**Written instruction a**
Print the passage of the forum thread below that runs from "I have never" up to and including "HOB and Cannister.", reproducing every word and mark unchanged.

+---+

# 20G L vs 29G for Low Tech Planted - Help me choose



## zfarsh (Apr 7, 2011)

Hi,

hoping to get feedbacks from those having had both a 20G Long and a 29G tank, where the difference is the height, one being 12" to 13", and the other one being about 18".

The tank will be low tech planted, with regular 6,500 bulbs. Plants will be alot of Anubias nana, and some sags. I may also put some java ferns. 
The plants wont really require much maintenance.

The fish will be dwarf cories and some guppies / white cloud mountain minnows and some amano shrimps and ramshorns / mts snails.

I have never bought a 20g or 29g, only have had 10g and 75g mainly, and currently only 2x 10g tanks which i wanted to turn into 1x 20g or 29g.

Filters will be a combination of HOB and Cannister.

Just wanting to hear some thoughts.


----------



## solarz (Aug 31, 2010)

Lower height is definitely better. If you're going low tech, you want to squeeze as much light as possible from your bulbs, and high height will make it much more difficult to get enough light to the substrate.


----------



## zfarsh (Apr 7, 2011)

solarz said:


> Lower height is definitely better. If you're going low tech, you want to squeeze as much light as possible from your bulbs, and high height will make it much more difficult to get enough light to the substrate.


Thanks. I see the concern here is then the dwarf sags (and some vals), which I know you know very well since I got a lot from you years back!!! lol

Currently using the black sand high substrate which I never needed to replace, but will be mixing it now with playsand 50/50, so I guess that and the lower light from the 18" vs 12" height of the 29g tank might make the dwarf sags become paler color.

That said, after more careful thought, I think maybe dwarf sag dark green nice color and growth can be sacrificed. The anubias will be the center of attention, as I have a lot. The thing with them is they can get algae, and usually I had them in shades in my 75g tank, but in my 10g, I toned down the lights as much as possible and they are not gaining much algae eventhough direct light is getting to them, but those top ones do become more pale.

+---+

**Written instruction b**
Locate each line in the listing below that contains the string "chair", matching case exactly, and copy those lines.

+---+

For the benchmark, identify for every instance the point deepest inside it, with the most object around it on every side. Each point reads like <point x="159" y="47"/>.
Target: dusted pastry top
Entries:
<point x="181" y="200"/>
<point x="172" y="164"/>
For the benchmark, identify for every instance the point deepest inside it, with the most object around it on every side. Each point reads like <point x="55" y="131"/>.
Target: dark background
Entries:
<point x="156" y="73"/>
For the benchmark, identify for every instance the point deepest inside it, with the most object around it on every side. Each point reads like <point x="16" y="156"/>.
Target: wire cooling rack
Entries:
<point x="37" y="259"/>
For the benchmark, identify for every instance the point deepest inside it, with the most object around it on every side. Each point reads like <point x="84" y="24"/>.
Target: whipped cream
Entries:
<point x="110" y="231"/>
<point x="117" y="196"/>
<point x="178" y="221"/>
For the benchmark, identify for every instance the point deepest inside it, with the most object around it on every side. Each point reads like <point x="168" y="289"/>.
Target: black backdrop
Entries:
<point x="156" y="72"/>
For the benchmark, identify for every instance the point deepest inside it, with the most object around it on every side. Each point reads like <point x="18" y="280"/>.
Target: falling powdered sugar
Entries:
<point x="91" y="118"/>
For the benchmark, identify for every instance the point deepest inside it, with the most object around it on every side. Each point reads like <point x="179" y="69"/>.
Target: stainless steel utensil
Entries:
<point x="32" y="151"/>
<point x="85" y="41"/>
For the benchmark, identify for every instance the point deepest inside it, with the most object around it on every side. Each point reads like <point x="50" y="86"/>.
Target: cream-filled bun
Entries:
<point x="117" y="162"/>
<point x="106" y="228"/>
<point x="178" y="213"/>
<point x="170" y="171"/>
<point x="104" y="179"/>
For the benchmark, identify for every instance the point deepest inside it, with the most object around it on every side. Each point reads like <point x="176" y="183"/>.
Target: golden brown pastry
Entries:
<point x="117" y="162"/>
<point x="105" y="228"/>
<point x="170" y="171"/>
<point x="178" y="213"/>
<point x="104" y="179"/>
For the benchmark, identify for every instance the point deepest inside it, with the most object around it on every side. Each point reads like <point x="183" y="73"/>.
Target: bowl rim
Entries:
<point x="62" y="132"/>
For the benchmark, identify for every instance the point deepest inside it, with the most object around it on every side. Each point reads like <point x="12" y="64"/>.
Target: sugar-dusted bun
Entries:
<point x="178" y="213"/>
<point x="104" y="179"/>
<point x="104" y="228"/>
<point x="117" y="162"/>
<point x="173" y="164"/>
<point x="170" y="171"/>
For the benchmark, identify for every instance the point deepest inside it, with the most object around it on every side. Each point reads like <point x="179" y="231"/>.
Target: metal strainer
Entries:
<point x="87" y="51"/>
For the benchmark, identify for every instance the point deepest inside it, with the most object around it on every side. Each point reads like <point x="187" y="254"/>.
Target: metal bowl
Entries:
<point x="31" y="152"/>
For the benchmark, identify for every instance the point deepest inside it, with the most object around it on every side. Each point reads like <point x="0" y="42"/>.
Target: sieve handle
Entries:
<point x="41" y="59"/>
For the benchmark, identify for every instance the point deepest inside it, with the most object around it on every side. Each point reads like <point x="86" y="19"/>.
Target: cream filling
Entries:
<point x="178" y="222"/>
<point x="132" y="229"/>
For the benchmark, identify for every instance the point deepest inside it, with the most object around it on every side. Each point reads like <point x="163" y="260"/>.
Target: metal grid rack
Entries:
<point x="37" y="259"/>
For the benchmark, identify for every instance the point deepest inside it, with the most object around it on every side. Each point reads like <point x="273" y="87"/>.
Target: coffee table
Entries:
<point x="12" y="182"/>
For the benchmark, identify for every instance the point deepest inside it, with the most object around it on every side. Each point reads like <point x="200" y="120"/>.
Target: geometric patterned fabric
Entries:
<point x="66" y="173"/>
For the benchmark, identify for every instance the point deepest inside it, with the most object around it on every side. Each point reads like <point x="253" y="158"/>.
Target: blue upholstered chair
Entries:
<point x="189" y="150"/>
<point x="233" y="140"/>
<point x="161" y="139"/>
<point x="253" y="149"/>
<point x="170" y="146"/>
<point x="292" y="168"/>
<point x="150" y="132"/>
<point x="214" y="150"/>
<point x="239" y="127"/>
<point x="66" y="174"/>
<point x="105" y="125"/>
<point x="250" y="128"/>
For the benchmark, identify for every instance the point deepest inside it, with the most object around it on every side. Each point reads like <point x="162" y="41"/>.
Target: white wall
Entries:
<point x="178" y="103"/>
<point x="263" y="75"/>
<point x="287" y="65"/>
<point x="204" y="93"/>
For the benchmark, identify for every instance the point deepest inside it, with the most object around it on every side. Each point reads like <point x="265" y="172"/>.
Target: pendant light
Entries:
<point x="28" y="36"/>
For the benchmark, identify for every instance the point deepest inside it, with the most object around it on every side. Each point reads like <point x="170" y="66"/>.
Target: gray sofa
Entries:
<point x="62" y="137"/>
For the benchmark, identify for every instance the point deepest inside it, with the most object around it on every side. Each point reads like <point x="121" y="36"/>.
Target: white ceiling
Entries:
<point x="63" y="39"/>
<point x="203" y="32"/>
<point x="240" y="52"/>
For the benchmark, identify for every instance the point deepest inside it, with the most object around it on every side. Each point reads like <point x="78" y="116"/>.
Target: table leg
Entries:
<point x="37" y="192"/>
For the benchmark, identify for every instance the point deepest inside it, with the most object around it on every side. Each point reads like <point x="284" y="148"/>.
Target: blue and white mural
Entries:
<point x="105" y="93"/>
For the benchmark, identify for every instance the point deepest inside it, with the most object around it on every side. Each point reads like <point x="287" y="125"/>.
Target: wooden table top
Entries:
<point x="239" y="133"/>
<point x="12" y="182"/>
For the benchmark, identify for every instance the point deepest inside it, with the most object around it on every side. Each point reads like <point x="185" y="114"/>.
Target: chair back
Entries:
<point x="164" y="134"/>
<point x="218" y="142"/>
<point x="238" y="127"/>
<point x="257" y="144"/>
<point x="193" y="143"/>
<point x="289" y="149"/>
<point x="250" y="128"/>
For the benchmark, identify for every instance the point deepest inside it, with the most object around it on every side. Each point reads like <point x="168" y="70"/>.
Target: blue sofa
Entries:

+---+

**Full response a**
I have never bought a 20g or 29g, only have had 10g and 75g mainly, and currently only 2x 10g tanks which i wanted to turn into 1x 20g or 29g.

Filters will be a combination of HOB and Cannister.

**Full response b**
Target: blue upholstered chair
Target: chair back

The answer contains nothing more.